Work to be completed >>
Look below for the line containing "Tag the blurred". Output it and each remaining line of the entries exactly, and nothing else.

Data lines >>
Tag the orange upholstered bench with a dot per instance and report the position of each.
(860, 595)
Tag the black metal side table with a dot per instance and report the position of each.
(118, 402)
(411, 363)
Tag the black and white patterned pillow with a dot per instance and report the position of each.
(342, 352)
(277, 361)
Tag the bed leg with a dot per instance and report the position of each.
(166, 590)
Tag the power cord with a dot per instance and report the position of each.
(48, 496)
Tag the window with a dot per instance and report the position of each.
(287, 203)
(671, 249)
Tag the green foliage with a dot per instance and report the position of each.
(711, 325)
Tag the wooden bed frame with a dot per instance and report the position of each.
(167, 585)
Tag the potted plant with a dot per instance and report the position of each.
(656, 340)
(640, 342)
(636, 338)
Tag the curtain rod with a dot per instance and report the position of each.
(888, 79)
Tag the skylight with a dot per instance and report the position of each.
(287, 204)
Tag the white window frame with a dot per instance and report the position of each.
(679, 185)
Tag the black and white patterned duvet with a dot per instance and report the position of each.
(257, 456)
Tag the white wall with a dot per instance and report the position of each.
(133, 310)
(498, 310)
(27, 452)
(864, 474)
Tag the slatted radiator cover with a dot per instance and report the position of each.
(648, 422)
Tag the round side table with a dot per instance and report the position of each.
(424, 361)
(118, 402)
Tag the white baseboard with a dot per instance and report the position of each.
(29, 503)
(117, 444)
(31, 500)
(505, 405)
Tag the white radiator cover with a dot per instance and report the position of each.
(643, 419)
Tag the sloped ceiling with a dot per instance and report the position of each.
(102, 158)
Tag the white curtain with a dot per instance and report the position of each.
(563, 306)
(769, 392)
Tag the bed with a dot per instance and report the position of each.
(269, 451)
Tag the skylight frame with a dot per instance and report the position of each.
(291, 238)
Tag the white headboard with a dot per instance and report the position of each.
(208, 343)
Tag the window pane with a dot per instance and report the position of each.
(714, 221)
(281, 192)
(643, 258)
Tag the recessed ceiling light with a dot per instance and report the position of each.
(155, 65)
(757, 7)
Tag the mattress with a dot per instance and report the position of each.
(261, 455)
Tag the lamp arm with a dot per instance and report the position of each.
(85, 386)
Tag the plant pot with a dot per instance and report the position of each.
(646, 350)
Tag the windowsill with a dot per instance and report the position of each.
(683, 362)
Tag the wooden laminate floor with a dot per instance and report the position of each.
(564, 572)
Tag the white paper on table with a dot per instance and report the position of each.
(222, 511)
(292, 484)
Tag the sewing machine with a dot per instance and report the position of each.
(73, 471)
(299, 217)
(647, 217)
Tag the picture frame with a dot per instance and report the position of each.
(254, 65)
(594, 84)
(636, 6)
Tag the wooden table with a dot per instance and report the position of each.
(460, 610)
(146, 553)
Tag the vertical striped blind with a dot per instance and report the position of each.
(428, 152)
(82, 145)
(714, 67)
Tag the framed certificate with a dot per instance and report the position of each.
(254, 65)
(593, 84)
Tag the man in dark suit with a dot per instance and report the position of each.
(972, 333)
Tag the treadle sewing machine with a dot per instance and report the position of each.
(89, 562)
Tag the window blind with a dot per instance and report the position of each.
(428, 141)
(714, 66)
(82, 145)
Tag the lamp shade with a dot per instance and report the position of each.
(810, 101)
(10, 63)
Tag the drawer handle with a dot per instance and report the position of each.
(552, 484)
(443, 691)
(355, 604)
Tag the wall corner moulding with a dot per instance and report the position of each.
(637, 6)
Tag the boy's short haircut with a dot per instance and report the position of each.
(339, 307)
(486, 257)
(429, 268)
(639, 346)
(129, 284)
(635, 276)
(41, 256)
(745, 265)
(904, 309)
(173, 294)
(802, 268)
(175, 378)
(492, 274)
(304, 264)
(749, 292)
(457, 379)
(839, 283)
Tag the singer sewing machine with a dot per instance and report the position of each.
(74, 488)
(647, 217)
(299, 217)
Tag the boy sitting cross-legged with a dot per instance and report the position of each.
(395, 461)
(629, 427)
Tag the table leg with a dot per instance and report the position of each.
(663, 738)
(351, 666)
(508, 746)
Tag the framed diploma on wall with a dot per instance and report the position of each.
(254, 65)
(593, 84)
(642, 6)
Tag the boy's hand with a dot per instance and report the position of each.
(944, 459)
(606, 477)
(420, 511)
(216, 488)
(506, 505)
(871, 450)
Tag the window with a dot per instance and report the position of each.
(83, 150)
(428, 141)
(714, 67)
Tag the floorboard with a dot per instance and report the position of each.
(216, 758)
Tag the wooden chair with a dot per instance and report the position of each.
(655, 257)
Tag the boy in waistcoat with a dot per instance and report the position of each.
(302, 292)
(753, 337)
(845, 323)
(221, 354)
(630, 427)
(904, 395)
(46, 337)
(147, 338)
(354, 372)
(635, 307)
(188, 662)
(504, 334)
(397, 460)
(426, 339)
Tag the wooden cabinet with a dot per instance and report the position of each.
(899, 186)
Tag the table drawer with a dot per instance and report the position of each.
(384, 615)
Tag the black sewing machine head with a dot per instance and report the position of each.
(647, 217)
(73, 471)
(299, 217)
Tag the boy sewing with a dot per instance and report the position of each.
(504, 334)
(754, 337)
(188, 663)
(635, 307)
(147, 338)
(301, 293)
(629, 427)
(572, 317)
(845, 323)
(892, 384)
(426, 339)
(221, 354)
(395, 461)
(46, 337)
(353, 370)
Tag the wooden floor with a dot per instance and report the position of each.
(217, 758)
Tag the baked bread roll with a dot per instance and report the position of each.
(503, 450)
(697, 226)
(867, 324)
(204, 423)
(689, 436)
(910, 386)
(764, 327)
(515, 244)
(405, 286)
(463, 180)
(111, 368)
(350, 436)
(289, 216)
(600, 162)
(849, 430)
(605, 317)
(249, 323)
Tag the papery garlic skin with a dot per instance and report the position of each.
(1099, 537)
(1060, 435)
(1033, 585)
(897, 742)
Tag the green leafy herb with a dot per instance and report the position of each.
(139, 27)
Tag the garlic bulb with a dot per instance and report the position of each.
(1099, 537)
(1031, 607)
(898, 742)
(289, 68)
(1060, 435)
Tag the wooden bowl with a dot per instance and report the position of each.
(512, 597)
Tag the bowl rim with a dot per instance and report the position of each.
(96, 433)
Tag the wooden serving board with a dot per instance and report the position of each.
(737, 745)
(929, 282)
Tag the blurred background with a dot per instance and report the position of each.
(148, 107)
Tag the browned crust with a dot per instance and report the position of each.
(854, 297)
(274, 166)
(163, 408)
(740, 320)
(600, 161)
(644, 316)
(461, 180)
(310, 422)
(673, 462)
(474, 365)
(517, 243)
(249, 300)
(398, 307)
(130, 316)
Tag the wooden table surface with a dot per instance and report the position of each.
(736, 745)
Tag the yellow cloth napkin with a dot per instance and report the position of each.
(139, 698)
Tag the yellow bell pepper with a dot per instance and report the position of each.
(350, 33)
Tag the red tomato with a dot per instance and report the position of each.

Finished exercise >>
Tag the blurred background with a dot per instance and report the position of each.
(148, 107)
Tag the browned crust with a dot per instance and report the position of each.
(854, 297)
(274, 166)
(163, 408)
(740, 320)
(600, 161)
(644, 316)
(461, 180)
(310, 422)
(673, 462)
(474, 365)
(517, 243)
(249, 300)
(398, 307)
(130, 316)
Tag the wooden table surface with a dot per instance and report the position of each.
(736, 745)
Tag the yellow cloth napkin with a dot per instance and report the position of each.
(139, 698)
Tag the yellow bell pepper with a dot per instance and report the position of each.
(350, 33)
Tag the red tomato with a dot per instance and report the position of each.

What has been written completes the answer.